任务说明 1: 列出下方清单中含有字符串“dark”的每一行,须区分大小写。
--- 所给文本 ---
文化是人的文化,是人的创造,因此各种文化必须首先回答“人是什么?”或人的本质是什么?对人性问题可以是一种存在论、认识论的立场,也可以是一种价值论、信仰论的立场。在前一种意义上,中西方哲学家们提出了各种见解,先存而不论,从后一立场与视角来看,中、西方人论的根本差异则表现为中国文化坚信人性是善的,而西方文化则抱持人性恶基本信念。当然,这种价值论、信仰论均是以其存在论、认识论为前提的。

在中国思想史上,孔子在人性问题上只说了“性相近,习相远”这种属存在论、认识论的微言大义,以后在人性问题的辩论中,虽然提出了各种见解,如荀子也提出了“人性恶”的观点,但这种观点被看作中国文化的异端,韩愈《原道》不提荀子,不列其入道统,宋明理学不承认荀子,正统的儒学认为荀子是离经叛道,是异端。而在中国文化中处于正统地位的人性论思想则是亚圣孟子的性善论。
--- 练习材料 ---
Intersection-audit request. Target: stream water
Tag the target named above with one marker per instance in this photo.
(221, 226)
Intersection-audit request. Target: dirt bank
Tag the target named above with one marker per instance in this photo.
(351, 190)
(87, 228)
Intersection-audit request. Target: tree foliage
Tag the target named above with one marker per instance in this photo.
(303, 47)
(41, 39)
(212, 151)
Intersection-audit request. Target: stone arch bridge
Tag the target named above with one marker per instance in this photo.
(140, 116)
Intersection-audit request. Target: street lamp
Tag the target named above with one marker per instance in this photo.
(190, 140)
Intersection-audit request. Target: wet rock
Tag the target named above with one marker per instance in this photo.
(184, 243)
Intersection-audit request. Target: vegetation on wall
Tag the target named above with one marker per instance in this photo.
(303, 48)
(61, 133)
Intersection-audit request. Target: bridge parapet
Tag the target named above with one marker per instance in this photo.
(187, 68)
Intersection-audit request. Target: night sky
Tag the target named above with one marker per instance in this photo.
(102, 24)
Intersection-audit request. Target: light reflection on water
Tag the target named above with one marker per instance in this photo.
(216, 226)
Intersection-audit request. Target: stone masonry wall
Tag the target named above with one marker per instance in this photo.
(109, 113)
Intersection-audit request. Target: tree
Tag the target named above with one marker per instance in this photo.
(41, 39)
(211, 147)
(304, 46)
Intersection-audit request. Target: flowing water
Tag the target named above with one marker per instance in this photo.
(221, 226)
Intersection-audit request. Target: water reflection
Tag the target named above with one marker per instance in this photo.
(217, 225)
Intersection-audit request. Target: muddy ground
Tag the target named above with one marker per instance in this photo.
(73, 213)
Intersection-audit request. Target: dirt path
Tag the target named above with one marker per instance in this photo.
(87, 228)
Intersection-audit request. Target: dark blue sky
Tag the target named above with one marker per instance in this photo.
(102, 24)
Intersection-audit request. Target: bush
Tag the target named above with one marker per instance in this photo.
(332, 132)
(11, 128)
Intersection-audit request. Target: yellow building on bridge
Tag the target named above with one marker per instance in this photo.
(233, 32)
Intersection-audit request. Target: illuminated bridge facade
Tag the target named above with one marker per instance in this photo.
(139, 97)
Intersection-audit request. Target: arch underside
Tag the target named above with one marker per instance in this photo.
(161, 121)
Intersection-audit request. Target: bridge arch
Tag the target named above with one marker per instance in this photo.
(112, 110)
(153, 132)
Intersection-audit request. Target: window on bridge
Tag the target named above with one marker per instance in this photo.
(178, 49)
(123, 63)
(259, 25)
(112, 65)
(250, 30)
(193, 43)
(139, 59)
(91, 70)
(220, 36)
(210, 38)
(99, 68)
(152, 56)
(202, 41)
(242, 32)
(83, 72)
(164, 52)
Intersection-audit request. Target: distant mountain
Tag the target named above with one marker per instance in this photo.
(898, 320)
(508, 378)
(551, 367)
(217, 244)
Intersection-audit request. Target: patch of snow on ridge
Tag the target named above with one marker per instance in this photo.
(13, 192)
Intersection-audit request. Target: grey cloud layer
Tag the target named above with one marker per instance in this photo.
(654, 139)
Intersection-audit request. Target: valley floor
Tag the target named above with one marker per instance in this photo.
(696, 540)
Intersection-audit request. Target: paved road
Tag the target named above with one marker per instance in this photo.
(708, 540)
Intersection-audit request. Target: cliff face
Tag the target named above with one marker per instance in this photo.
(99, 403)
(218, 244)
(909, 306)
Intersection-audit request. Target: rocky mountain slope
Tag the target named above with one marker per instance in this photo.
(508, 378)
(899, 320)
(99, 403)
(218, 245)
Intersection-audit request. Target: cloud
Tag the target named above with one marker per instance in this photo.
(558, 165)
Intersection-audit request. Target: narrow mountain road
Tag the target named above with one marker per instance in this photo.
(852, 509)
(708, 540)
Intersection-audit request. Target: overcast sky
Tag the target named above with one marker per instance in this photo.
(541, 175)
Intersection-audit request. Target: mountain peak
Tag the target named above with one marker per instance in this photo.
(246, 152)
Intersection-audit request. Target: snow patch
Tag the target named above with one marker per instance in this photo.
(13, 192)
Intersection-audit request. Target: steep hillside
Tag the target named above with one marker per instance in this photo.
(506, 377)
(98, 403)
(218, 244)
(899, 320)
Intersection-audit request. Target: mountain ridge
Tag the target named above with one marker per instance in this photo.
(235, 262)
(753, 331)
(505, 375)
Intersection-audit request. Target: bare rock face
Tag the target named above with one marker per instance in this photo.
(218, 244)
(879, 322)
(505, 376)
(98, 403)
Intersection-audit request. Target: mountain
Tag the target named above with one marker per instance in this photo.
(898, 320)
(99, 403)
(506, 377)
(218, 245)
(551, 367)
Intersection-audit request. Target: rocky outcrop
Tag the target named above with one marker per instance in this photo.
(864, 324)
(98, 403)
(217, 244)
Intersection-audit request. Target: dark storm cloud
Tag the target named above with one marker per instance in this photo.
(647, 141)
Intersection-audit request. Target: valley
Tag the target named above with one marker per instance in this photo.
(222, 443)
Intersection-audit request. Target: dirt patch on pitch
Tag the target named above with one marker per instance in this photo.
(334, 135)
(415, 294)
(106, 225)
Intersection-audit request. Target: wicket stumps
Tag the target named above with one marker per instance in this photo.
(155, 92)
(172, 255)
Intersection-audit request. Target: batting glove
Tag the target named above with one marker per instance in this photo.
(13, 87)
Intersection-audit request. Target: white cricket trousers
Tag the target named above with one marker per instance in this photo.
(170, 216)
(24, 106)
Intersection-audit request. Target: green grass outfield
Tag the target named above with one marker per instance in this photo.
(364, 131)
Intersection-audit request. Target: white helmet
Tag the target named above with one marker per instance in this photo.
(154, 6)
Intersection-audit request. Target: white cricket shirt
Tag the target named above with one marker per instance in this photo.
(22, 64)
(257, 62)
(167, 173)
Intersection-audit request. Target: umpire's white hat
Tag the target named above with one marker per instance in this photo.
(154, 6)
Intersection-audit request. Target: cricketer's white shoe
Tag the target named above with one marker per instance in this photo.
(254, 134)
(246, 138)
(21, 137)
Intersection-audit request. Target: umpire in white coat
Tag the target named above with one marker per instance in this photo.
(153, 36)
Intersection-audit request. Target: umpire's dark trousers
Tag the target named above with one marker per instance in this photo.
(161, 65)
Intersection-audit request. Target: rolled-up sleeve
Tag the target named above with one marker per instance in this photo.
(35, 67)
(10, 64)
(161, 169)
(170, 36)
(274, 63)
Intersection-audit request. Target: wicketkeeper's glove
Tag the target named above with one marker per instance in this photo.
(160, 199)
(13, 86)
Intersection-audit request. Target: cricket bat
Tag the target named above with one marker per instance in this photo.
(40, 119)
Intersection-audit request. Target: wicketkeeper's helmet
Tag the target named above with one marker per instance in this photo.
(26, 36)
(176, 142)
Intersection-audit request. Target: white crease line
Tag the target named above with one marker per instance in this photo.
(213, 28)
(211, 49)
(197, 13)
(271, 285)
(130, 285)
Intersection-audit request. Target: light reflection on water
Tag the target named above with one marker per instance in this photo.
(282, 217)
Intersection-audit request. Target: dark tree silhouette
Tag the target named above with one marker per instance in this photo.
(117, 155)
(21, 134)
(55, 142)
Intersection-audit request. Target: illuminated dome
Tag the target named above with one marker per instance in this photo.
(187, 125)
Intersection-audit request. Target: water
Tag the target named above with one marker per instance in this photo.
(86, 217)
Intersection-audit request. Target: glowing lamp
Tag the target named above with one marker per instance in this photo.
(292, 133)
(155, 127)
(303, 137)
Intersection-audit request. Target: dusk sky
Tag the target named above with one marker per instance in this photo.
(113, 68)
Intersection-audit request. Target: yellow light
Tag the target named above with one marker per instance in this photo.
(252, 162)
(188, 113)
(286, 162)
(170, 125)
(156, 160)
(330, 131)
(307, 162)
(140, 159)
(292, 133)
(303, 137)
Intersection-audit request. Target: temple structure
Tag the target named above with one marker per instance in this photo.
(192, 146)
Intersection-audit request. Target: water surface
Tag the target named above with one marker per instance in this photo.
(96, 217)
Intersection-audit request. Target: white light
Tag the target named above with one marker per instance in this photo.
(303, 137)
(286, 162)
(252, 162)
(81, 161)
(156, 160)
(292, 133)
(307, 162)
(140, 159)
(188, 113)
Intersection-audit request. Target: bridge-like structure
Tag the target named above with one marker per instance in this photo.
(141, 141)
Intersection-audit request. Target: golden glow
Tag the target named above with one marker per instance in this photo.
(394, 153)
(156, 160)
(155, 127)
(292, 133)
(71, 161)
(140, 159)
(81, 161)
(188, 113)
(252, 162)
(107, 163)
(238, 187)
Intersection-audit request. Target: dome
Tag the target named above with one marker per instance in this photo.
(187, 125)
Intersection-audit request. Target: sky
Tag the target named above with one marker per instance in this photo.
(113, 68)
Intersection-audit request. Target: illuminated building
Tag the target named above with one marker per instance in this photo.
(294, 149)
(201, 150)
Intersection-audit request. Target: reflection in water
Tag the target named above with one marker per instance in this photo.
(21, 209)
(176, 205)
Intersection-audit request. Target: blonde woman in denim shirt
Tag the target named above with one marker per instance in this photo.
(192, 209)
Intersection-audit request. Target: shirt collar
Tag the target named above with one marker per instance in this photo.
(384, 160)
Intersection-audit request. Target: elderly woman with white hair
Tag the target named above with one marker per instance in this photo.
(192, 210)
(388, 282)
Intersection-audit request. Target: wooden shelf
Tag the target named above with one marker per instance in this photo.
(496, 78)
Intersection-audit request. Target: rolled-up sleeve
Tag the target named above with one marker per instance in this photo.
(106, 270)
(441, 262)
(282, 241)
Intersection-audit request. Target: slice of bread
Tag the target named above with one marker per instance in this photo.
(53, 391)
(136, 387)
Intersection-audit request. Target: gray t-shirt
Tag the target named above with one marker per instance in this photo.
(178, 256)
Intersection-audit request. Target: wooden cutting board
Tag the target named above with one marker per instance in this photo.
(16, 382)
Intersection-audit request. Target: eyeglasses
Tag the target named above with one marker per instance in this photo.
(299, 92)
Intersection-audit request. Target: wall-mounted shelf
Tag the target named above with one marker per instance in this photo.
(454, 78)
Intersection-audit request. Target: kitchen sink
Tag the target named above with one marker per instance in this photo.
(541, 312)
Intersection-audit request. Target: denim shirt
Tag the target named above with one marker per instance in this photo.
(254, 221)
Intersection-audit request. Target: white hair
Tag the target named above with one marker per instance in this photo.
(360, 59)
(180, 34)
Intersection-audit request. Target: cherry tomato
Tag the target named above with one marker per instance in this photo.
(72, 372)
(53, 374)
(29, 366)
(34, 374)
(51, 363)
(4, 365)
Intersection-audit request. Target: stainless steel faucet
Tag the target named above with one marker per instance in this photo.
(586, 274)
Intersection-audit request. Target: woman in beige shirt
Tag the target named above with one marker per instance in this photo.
---
任务说明 2: 用两句话概括上面这段关于中西人性论的文本。

练习答案 1:
Intersection-audit request. Target: dark blue sky
Intersection-audit request. Target: dark storm cloud
Intersection-audit request. Target: umpire's dark trousers
Intersection-audit request. Target: dark tree silhouette

练习答案 2: 文化须首先回答人的本质问题,从价值论、信仰论的视角看,中国文化坚信人性善,而西方文化抱持人性恶的基本信念。在中国思想史上,荀子的“人性恶”被视为异端,处于正统地位的是孟子的性善论。